» **Consigna del ejercicio**
¿Puedes reproducir literalmente el fragmento del texto mostrado que empieza con las palabras que contienen "En los últimos" y termina con "que nos complacemos."?

En los últimos días, algunos episodios relativamente menores (entre ellos, los comentarios de la escritora Mercedes Vigil ante la muerte de Daniel Viglietti y las reacciones a esos comentarios, o una nueva oleada de expresiones de odio hacia Fabiana Goyeneche, figura central de la campaña contra la baja de la edad de imputabilidad y actual directora de Desarrollo Social de la Intendencia de Montevideo, a raíz de la simple noticia de su incorporación al sector frenteamplista Casa Grande) mostraron que la forma de expresar públicamente discrepancias en nuestra sociedad se ha vuelto mucho más bruta y virulenta que la imagen civilizada y tolerante en la que nos complacemos.

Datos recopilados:
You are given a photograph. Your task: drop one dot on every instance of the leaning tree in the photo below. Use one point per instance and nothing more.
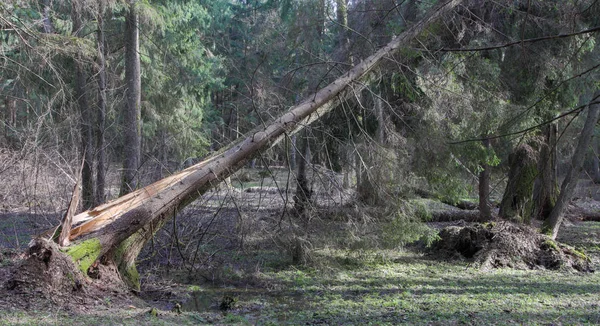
(116, 232)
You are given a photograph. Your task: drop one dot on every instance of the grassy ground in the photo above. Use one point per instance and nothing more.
(371, 287)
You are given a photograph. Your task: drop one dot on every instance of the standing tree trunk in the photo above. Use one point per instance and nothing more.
(131, 121)
(552, 224)
(302, 199)
(485, 210)
(516, 203)
(545, 187)
(87, 137)
(596, 160)
(119, 229)
(101, 123)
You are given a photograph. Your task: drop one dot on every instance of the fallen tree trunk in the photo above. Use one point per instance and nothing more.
(119, 229)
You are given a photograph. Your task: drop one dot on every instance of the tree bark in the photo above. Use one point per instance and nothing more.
(485, 209)
(516, 202)
(101, 123)
(131, 125)
(118, 230)
(552, 224)
(87, 137)
(596, 160)
(303, 196)
(545, 187)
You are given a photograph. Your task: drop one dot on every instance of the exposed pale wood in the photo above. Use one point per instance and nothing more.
(145, 210)
(65, 230)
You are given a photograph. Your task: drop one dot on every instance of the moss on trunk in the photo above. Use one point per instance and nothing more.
(517, 204)
(84, 253)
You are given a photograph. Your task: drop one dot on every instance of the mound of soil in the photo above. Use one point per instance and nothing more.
(505, 244)
(45, 278)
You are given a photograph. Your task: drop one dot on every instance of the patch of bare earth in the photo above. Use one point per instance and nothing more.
(45, 279)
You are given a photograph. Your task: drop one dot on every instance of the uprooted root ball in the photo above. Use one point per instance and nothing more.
(505, 244)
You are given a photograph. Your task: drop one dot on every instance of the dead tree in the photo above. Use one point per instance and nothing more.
(117, 231)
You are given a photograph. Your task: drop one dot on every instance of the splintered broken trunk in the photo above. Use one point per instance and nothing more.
(116, 231)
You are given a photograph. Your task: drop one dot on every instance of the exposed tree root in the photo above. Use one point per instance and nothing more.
(48, 277)
(456, 215)
(505, 244)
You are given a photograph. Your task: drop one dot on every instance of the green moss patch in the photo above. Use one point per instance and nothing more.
(84, 253)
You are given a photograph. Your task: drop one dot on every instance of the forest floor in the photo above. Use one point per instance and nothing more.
(230, 260)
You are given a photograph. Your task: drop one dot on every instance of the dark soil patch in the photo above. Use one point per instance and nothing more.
(43, 278)
(505, 244)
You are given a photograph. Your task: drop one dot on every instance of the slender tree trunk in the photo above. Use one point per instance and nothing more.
(131, 127)
(485, 210)
(516, 202)
(552, 224)
(48, 27)
(545, 187)
(596, 160)
(101, 123)
(378, 103)
(87, 137)
(302, 199)
(118, 230)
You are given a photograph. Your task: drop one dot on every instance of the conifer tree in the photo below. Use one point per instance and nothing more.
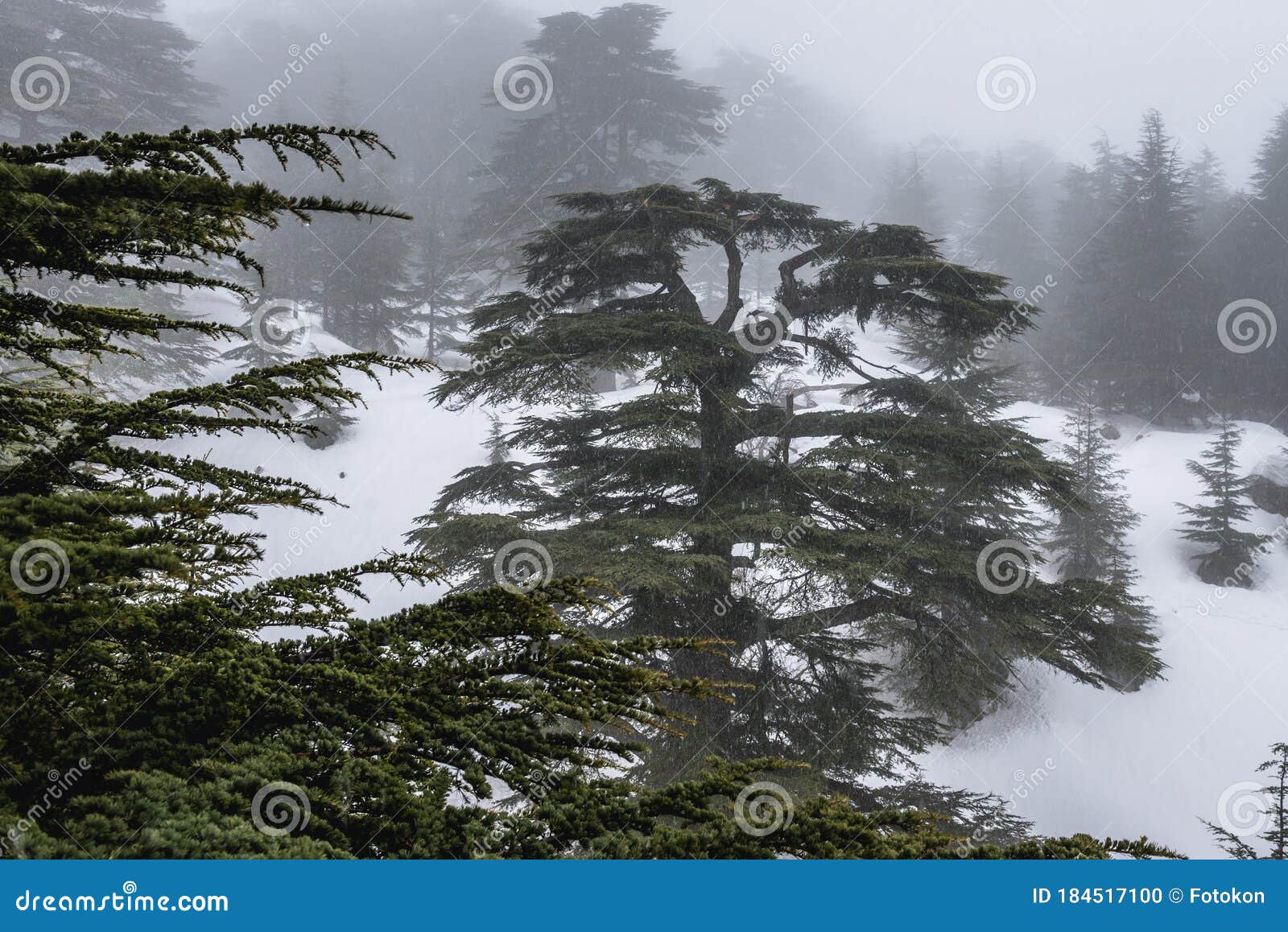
(1090, 539)
(611, 112)
(808, 559)
(1229, 555)
(908, 197)
(116, 67)
(1005, 236)
(138, 655)
(1150, 328)
(1277, 815)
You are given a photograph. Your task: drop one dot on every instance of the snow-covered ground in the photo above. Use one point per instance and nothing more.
(1069, 757)
(1159, 760)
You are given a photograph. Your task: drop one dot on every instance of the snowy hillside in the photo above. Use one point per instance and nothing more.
(1068, 756)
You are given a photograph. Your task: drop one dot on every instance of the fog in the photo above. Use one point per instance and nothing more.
(910, 71)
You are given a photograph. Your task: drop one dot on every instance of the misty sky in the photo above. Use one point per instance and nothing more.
(910, 70)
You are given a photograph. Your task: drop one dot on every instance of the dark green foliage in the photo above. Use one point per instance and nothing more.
(1275, 835)
(1090, 537)
(1230, 554)
(811, 539)
(182, 710)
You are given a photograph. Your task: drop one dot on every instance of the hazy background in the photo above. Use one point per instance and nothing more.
(906, 71)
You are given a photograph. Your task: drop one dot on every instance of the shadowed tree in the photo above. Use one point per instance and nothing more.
(813, 539)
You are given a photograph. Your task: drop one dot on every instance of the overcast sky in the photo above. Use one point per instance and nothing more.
(910, 70)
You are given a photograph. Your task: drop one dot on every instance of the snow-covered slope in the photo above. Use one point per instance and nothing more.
(1158, 760)
(1068, 756)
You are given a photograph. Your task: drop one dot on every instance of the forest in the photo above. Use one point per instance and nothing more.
(454, 431)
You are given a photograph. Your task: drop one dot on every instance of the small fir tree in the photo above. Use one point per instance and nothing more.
(1277, 815)
(1229, 555)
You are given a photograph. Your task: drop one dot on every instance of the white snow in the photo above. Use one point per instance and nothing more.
(1071, 757)
(1156, 761)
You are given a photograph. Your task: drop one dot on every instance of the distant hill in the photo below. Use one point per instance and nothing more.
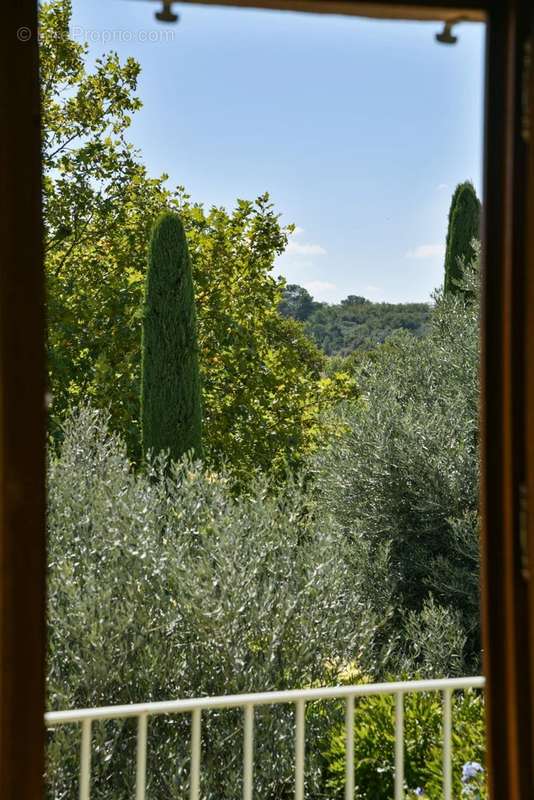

» **Resultado de la tarea**
En los últimos días, algunos episodios relativamente menores (entre ellos, los comentarios de la escritora Mercedes Vigil ante la muerte de Daniel Viglietti y las reacciones a esos comentarios, o una nueva oleada de expresiones de odio hacia Fabiana Goyeneche, figura central de la campaña contra la baja de la edad de imputabilidad y actual directora de Desarrollo Social de la Intendencia de Montevideo, a raíz de la simple noticia de su incorporación al sector frenteamplista Casa Grande) mostraron que la forma de expresar públicamente discrepancias en nuestra sociedad se ha vuelto mucho más bruta y virulenta que la imagen civilizada y tolerante en la que nos complacemos.